PROBLEM TO WORK ON:
Write the lines out again, from the top of the material to the line containing "the barber's beard", pictures excluded.

MATERIAL FOR THIS EXERCISE:
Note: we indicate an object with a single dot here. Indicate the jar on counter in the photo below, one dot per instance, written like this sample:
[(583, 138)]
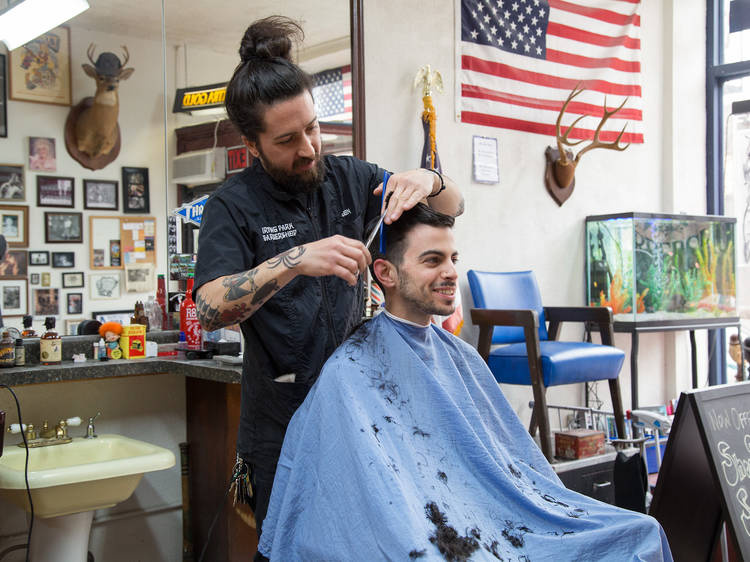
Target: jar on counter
[(7, 350), (20, 351)]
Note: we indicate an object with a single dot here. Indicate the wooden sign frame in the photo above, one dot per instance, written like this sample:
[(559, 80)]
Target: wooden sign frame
[(697, 489)]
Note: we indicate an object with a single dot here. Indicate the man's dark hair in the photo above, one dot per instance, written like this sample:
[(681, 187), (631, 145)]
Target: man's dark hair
[(396, 233), (266, 73)]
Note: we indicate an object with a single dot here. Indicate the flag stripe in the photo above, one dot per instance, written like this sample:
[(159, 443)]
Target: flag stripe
[(505, 71), (544, 129), (518, 64), (574, 108), (600, 14), (562, 30)]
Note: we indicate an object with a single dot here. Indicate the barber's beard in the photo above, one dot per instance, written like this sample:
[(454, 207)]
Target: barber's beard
[(296, 183)]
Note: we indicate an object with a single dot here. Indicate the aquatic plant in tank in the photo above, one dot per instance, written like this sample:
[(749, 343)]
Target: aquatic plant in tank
[(660, 267)]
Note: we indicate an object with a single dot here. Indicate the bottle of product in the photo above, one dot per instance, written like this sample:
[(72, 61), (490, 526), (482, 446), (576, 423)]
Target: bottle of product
[(50, 344), (28, 331), (7, 350), (189, 319), (161, 300), (20, 353)]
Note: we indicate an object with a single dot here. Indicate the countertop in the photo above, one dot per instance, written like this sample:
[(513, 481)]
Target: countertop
[(208, 369)]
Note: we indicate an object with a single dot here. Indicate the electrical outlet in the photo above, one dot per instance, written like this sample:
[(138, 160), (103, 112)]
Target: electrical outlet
[(2, 431)]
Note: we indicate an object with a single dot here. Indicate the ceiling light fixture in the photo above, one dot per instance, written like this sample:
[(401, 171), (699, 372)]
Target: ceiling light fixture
[(24, 20)]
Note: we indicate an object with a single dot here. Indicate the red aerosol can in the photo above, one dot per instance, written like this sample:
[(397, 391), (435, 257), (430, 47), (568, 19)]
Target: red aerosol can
[(189, 319)]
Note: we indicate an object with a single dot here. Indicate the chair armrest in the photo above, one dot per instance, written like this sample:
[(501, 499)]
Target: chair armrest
[(487, 319), (601, 315)]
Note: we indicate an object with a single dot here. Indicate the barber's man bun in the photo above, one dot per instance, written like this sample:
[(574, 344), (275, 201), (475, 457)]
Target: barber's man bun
[(271, 37)]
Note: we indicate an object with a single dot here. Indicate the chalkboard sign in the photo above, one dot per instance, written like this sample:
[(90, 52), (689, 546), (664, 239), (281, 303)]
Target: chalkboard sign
[(704, 479)]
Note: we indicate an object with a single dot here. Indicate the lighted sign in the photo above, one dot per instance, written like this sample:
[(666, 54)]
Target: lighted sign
[(199, 97), (192, 212)]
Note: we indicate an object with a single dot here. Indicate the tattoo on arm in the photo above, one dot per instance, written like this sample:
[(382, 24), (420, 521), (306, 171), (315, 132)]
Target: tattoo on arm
[(289, 259), (234, 285)]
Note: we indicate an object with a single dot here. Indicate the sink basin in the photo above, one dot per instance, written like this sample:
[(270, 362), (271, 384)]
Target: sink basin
[(83, 475)]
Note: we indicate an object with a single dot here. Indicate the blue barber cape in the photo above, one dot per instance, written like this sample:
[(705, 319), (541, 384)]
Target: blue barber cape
[(406, 448)]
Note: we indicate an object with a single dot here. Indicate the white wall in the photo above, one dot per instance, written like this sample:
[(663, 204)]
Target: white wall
[(516, 225)]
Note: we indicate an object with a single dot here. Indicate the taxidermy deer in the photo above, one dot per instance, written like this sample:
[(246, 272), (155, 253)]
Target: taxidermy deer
[(559, 176), (92, 135)]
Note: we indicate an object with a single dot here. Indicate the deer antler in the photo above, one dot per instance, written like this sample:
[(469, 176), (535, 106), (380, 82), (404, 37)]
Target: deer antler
[(127, 56), (90, 53)]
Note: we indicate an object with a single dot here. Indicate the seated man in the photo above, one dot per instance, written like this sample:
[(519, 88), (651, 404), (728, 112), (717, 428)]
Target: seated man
[(406, 448)]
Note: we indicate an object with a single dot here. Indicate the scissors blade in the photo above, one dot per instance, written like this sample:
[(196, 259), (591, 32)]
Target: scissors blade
[(374, 231)]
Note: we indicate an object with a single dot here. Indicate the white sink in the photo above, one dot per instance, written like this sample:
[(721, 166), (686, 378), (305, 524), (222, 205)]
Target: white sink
[(83, 475)]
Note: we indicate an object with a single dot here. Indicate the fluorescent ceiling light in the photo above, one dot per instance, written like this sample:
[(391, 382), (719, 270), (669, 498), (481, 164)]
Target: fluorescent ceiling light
[(28, 19)]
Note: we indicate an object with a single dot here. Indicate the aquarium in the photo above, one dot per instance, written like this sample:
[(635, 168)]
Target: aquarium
[(661, 268)]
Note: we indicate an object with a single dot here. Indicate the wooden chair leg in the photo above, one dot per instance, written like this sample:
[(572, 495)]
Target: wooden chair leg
[(614, 391)]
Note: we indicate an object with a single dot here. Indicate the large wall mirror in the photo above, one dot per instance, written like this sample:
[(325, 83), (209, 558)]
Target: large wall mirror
[(170, 44)]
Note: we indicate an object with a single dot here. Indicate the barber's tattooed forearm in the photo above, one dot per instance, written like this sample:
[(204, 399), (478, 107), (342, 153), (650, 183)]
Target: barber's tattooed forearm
[(234, 283), (289, 259), (265, 292)]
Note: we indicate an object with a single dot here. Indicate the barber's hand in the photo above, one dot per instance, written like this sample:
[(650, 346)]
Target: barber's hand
[(407, 189), (337, 255)]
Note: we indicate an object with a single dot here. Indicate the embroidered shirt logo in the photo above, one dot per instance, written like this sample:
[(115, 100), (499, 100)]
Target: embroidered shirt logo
[(278, 232)]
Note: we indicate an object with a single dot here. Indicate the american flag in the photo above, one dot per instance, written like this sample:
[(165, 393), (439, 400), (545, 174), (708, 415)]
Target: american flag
[(520, 59), (332, 92)]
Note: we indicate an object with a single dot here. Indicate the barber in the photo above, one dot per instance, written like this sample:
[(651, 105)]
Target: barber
[(280, 247)]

FINAL ANSWER:
Note: we indicate an object with a single dot here. Indicate the jar on counter in the photo below, one dot per instance, written like this sample:
[(583, 138)]
Target: jar on counter
[(7, 350), (20, 351)]
Note: we indicate an object with a single dot here. Indicate the wooden sign frame in the photo above, one dot per instance, written like this sample:
[(559, 80)]
Target: wooden sign frame
[(697, 489)]
Note: we indicate an object with a single dot here. Indicate the man's dark hair in the photo above, one dot per instance, written like this sample:
[(681, 187), (631, 145)]
Target: man's dark hair
[(396, 233), (266, 73)]
Note: we indicate an object with a single dot here. Indicate the flag stripe in the photo above, one dot per instance, written like this sample:
[(159, 443)]
Target: flag stripe
[(505, 71), (544, 129), (518, 64), (574, 108), (600, 14), (562, 30)]
Note: we indicate an object with a single dot here. Indicate the barber's beard in the photo above, one dot per instance, written like this sample:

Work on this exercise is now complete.